Everybody on the Internet is so happy about this algorithm, everybody uses it, everbody gets great results. Except me. I thought, this algorithm should provide a float between 0 and 1. But that doesn't happen. I did some calculations and came to the conclusion, that this algorithm only works for c.abs() >= Math.E && c.abs() <= Math.exp(2) (that is Math.E * Math.E). In numbers this means, my input into this equation has to be between about 2.718 and 7.389.

But a complex number c is considerd to tend towards infinity when its magnitude gets greater than 2. But for any Input smaller than Math.E, I get a value greater than one. And for any number greater than Math.exp(2), it gets negative. That is the case if a complex number escapes really fast.

So please tell me: what am I doing wrong. I'm desperate.



I was wrong: the code I posted is correct, I just 1. used it the wrong way and so it didn't provide the right output. 2. had to set the bailout value of the mandelbrot/julia algorithm to 10, otherwise I would've got stupid bands again.

Problem solved!

2012-04-04 18:09
by MusicIsLife
You're doing something in java, but you didn't tag jav - Justin Kirk 2012-04-04 18:13
The bailout value to should be 2, not 10 - karatedog 2012-05-03 22:52
@karatedog, When implementing smoothing you need to increase the bailout to a value much larger than 2 -- and actually, larger than 10 as well (the OP may have discovered this by now). I suppose I should explain why as an answer - sh1 2013-06-22 19:41


As you've already discovered, you need to increase the bailout radius before smoothing will look right.

Two is the minimum length that a coordinate can have such that when you square it and add the initial value, it cannot result in a smaller length. If the previous length was 2.0, and you squared it, you'd have a length of 4.0 (pointing in whichever direction), and the most that any value of c could reduce that by is 2.0 (by pointing in precisely the opposite direction). If c were larger than that then it would start to escape right away.
# # # # # # #
> **TASK REQUIREMENTS**
Continue the forum thread on smooth Mandelbrot coloring and bailout values, starting right after its last sentence.

> **DATASET EXCERPTS**
# # # # # # #
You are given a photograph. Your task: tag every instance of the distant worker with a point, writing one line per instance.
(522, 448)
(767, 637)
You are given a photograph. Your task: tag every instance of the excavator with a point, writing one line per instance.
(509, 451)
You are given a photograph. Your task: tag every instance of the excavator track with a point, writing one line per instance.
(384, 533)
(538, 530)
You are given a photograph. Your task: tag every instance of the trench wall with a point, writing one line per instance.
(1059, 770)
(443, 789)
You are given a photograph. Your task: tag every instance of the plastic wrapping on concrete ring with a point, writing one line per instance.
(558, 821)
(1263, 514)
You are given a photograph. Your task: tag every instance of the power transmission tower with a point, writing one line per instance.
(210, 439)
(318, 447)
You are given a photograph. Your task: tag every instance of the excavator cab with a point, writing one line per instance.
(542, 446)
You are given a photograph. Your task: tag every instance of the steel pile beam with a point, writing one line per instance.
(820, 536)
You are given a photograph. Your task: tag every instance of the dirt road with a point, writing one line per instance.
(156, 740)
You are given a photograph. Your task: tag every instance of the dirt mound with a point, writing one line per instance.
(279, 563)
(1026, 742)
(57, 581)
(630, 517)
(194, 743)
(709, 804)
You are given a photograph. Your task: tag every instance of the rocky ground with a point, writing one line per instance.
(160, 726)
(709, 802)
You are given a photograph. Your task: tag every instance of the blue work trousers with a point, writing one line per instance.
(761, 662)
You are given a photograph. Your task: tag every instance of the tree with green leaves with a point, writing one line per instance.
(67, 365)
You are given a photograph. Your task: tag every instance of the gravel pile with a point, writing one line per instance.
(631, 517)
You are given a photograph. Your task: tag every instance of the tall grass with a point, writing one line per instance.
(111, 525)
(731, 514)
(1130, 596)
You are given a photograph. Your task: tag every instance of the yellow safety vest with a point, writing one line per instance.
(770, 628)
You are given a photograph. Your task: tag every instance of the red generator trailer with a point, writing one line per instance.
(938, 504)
# # # # # # #
> **OUTPUT OF THE EXERCISE**
Now, to estimate the fractional part of the number of iterations we look at the final |z|. If z had simply been squared and c not added to it, then it would have a length between 2.0 and 4.0 (the new value must be larger than 2.0 to bail out, and the old value must have been less than 2.0 to have not bailed out earlier).

Without c, taking |z|'s proportional position between 2 and 4 gives us a fractional part of the number of iterations. If |z| is close to 4 then the previous length must have been close to 2, so it was already close to bailing out in the previous iteration and the smoothed result should be close to the previous iteration count to represent that. If it's close to 2, then the previous iteration was further from bailing out, and so the smoothed result should be closer to the new iteration count.

Unfortunately c messes that up. The larger c is, the larger the potential error is in that simple relationship. Even if the old length was nearly at 2.0, it might have landed such that c's influence made it look like it must have been smaller.

Increasing the bailout mitigates the effect of adding c. If the bailout is 64 then the resulting length will be between 64 and 4096, and c's maximum offset of 2 has a proportionally smaller very impact on the result.

2013-06-22 20:18
by sh1


You have left out the iteration value, try this:

float loc = <iteration_value> + (float) 1 - Math.log(Math.log(c.abs())) / Math.log(2);

The iteration_value is the number of iterations which yielded c in the formula.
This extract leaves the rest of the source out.